#### [Exercise goal]
Gather every line in the data below that contains the word "white" and copy each one unchanged.

#### [Information shown]
╭──

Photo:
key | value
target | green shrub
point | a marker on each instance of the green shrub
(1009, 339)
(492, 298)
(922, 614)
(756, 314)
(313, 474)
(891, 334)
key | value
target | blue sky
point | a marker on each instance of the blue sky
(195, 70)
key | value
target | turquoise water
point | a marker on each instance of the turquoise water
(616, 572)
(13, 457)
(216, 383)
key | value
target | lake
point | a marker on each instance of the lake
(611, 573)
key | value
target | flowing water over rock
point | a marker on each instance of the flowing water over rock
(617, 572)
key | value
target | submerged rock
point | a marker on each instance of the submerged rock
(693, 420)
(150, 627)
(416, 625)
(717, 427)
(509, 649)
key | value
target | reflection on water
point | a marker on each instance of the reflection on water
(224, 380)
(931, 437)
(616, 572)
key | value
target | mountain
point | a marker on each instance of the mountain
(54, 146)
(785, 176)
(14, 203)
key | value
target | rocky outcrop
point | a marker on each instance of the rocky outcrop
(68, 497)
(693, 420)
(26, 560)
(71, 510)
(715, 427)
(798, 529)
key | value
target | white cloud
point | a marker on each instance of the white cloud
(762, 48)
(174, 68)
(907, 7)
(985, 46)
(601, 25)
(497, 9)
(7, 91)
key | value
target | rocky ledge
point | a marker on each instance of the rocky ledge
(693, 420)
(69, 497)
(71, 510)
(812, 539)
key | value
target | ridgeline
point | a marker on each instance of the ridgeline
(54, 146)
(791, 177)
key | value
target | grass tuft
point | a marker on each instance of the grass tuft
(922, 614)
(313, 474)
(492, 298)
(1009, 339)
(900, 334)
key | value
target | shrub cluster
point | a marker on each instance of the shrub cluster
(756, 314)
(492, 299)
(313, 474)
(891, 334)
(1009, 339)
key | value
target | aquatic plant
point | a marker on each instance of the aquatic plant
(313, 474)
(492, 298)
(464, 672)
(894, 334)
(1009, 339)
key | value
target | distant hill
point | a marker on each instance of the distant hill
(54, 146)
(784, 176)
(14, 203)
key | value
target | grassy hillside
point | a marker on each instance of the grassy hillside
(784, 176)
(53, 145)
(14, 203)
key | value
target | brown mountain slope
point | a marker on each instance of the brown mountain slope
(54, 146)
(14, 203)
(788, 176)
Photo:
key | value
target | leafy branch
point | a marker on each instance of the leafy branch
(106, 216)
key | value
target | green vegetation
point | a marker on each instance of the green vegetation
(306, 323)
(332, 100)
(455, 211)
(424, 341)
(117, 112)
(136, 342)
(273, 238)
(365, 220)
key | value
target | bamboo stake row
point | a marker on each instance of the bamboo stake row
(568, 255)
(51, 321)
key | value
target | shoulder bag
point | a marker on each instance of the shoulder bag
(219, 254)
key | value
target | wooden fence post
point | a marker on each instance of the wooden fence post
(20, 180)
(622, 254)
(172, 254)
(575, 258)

╰──

#### [Solved problem]
target | white cloud
point | a marker on each instance of the white cloud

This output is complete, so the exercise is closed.